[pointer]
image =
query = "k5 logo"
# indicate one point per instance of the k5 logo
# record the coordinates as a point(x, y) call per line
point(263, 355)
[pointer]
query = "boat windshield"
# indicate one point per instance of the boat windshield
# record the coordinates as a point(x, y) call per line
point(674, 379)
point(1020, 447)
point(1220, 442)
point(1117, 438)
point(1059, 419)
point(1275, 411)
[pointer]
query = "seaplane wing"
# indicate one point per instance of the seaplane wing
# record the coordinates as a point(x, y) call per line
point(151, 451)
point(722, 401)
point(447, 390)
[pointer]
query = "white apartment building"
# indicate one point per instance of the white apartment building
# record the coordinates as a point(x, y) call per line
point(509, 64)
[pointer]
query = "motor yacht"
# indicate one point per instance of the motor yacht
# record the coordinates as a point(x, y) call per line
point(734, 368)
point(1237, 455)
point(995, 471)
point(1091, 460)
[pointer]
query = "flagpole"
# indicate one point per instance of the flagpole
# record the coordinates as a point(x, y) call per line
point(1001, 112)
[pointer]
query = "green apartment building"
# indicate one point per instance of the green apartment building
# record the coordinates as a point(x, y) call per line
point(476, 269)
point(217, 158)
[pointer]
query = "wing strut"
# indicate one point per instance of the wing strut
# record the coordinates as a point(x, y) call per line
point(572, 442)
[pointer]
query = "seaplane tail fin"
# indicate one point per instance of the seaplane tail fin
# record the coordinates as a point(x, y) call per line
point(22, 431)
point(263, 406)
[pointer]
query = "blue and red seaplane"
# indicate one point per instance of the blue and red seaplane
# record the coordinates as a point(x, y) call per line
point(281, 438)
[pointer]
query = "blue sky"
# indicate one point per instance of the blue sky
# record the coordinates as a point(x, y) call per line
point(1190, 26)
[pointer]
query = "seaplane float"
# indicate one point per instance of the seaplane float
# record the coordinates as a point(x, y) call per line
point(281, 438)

═══

Give every line of the items above again, with "mark" swapped in for each "indicate" and everything else unchanged.

[pointer]
image =
query = "k5 logo"
# mark one point per instance of the k5 logo
# record the coordinates as a point(x, y) call per line
point(263, 355)
[pointer]
query = "boat windshield"
# mark one point per instance of the boat windshield
# record the coordinates as a point(x, y) call per line
point(674, 379)
point(1020, 447)
point(1220, 442)
point(1117, 438)
point(1059, 419)
point(1275, 411)
[pointer]
query = "seaplane wing"
# mark one point per instance of the seaplane wing
# record the coordinates as a point(x, y) call per line
point(151, 451)
point(722, 401)
point(447, 390)
[pointer]
query = "white apartment building"
# mark one point per instance of the white apartment building
# record the coordinates as a point(x, y) call per line
point(509, 64)
[pointer]
query = "motor yacht"
# mark one point per instance of the motor yacht
# record the coordinates as a point(x, y) call per line
point(734, 368)
point(1237, 455)
point(995, 471)
point(1091, 460)
[pointer]
query = "flagpole"
# mark one point per instance of the flagpole
# record the coordinates as a point(x, y) call per line
point(1001, 112)
[pointer]
query = "green apartment building"
# mark one point per instance of the green apartment building
# record the coordinates as a point(x, y) call per line
point(476, 269)
point(217, 158)
[pointer]
query = "wing strut"
# mark one point per instance of the wing strut
# record the coordinates as a point(x, y) call per line
point(572, 442)
[pointer]
query = "seaplane tail fin"
# mark one point per instance of the seaplane tail fin
# record the coordinates as a point(x, y) call per line
point(22, 431)
point(263, 406)
[pointer]
query = "blue and red seaplane"
# mark one point per instance of the blue and red seaplane
# record the coordinates as a point(x, y) call per line
point(281, 438)
[pointer]
query = "blue sky"
# mark one point per instance of the blue sky
# record the coordinates as a point(x, y) call per line
point(1190, 26)
[pointer]
query = "seaplane float"
# mark one point per instance of the seaplane float
# record the coordinates as a point(x, y) call per line
point(281, 438)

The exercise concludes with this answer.